I don’t know how long it takes most people to read a book, but I’ve been trying to get through Anna Karenina for more than 30 years. During that time, I’ve read several other books—some of them more than once—but for some reason I just can’t get through this one.

I first set out to read Anna Karenina when I was ten years old after seeing the PBS adaptation listed among the late night options in the TV Guide. At the time I wasn’t allowed to stay up past nine o’clock, and even if I had been allowed out of bed, my dad would have commandeered our family’s only TV in order to watch the news and The Tonight Show with Johnny Carson on WCCO, so I didn’t know what I was missing. I only knew that the title intrigued me, and that I wanted find it.

To my chagrin, the book was not available in my school library. I like to believe I could have found it at the public library, but as we did not live in town and, more importantly, the library wasn’t exactly a hot spot for the other members of my immediate family, my dream of finding it there would go unrealized.

Flash forward to 1983 and Rushford High School where, after years of required reading, I found myself in charge of my own literary preferences, and decided again to tackle a few of the classics. Sadly, I was unable to find a copy of Anna Karenina, and thus had to settle for the likes of Steinbeck, Faulkner, Hemingway, Austen, and Buck. And so my thirst for reading the epic tale remained unquenched.

=-=-=

INSTRUCTIONS:
a: Write out the Anna Karenina passage word for word, from "To my chagrin, the" up to and including "tale remained unquenched.".
b: According to the Anna Karenina passage, how old was the writer when first setting out to read the book?

=-=-=

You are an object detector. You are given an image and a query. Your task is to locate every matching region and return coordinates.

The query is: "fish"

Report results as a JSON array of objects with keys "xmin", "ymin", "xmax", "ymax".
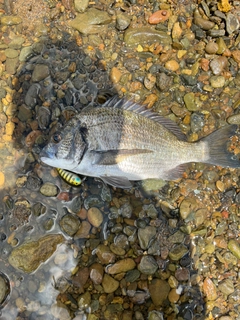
[
  {"xmin": 56, "ymin": 168, "xmax": 82, "ymax": 187},
  {"xmin": 40, "ymin": 97, "xmax": 240, "ymax": 188}
]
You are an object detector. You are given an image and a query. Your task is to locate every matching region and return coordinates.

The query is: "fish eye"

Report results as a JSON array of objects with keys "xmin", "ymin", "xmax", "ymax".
[{"xmin": 52, "ymin": 132, "xmax": 62, "ymax": 143}]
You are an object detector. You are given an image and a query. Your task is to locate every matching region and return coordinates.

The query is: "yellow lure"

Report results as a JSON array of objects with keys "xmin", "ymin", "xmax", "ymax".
[{"xmin": 56, "ymin": 168, "xmax": 82, "ymax": 187}]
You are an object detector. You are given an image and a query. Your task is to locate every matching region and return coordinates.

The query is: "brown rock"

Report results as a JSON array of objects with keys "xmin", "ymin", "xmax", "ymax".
[
  {"xmin": 148, "ymin": 10, "xmax": 170, "ymax": 24},
  {"xmin": 149, "ymin": 279, "xmax": 170, "ymax": 306},
  {"xmin": 107, "ymin": 258, "xmax": 136, "ymax": 274},
  {"xmin": 203, "ymin": 278, "xmax": 217, "ymax": 300}
]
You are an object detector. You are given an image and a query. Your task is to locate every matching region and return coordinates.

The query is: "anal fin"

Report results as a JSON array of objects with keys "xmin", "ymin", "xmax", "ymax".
[{"xmin": 100, "ymin": 176, "xmax": 132, "ymax": 189}]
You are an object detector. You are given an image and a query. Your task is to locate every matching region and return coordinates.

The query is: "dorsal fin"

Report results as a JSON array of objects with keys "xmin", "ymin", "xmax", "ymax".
[{"xmin": 102, "ymin": 96, "xmax": 187, "ymax": 141}]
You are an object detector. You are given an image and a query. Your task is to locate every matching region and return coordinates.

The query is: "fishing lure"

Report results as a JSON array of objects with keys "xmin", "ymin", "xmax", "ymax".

=-=-=

ANSWERS TO THE TASKS:
a:
To my chagrin, the book was not available in my school library. I like to believe I could have found it at the public library, but as we did not live in town and, more importantly, the library wasn’t exactly a hot spot for the other members of my immediate family, my dream of finding it there would go unrealized.

Flash forward to 1983 and Rushford High School where, after years of required reading, I found myself in charge of my own literary preferences, and decided again to tackle a few of the classics. Sadly, I was unable to find a copy of Anna Karenina, and thus had to settle for the likes of Steinbeck, Faulkner, Hemingway, Austen, and Buck. And so my thirst for reading the epic tale remained unquenched.

b: Ten years old.